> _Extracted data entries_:
################

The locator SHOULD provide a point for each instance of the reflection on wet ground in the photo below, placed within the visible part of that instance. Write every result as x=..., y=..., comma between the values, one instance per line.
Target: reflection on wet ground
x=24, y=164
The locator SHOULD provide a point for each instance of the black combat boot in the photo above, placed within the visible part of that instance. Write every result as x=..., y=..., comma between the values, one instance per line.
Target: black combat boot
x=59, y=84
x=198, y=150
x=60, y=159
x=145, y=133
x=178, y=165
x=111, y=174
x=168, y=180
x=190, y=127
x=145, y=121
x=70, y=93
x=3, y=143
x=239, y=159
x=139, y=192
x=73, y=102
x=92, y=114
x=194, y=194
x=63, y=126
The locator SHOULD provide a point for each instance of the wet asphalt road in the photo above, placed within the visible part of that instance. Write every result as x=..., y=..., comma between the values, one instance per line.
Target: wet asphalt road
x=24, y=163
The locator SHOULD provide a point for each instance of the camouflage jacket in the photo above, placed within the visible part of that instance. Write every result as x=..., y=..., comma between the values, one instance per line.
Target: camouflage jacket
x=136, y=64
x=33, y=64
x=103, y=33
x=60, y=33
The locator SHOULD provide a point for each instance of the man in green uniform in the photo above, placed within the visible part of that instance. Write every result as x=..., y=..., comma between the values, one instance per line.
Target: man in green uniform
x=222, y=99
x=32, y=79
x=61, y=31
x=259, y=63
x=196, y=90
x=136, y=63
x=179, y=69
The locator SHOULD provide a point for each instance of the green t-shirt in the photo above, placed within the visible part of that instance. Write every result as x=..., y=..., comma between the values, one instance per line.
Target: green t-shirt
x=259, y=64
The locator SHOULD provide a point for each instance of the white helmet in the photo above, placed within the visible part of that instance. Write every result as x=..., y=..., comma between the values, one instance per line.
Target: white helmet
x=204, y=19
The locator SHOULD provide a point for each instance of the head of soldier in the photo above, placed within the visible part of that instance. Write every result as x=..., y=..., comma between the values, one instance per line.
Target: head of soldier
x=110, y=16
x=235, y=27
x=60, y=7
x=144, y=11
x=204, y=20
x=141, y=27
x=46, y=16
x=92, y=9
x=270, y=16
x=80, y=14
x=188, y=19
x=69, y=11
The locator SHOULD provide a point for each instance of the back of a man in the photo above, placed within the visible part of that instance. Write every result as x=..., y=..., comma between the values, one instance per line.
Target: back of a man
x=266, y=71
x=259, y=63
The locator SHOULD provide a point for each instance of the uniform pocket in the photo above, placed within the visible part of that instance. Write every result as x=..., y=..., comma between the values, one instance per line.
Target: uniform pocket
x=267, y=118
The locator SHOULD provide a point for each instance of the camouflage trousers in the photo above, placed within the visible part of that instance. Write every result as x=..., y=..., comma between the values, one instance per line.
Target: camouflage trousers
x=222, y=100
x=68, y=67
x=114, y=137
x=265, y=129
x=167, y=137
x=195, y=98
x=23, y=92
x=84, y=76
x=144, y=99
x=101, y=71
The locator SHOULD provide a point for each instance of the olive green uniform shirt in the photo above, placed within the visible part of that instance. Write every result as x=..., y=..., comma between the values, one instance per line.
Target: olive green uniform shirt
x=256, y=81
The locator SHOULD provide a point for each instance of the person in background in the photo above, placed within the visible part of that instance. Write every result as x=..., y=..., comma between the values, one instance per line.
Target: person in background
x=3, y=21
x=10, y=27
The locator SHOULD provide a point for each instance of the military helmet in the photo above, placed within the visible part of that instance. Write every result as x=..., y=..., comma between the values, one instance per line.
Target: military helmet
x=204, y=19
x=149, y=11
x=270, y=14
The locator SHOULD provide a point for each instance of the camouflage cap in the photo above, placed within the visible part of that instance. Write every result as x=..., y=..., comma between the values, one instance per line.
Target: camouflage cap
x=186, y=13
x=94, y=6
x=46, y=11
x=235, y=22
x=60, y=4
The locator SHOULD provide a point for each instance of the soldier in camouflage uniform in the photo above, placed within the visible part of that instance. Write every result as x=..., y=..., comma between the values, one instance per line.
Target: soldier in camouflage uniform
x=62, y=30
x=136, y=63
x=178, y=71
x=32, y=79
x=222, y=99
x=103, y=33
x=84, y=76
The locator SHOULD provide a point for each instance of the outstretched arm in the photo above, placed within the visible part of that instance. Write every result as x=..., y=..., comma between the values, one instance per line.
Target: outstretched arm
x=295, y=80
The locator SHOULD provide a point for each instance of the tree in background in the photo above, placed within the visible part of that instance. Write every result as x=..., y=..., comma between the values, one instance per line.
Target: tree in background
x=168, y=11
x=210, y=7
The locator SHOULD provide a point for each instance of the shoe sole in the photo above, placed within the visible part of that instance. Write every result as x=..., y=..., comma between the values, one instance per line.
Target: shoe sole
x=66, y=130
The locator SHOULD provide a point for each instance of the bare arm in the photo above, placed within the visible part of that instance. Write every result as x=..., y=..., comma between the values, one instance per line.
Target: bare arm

################

Reproduce verbatim the lines of the entries above, from the line containing "of the shoe" through the final line of the entries, both included.

The locator SHOULD provide a point for each instance of the shoe sole in the photo above, placed within the visible part of that instance. Write every result as x=..., y=..., comma between the values, one instance per line.
Target: shoe sole
x=66, y=130
The locator SHOULD provide a point for each instance of the bare arm in the photo above, placed within the visible part of that instance. Write every result as x=..., y=..., comma between the values, one instance per line.
Target: bare arm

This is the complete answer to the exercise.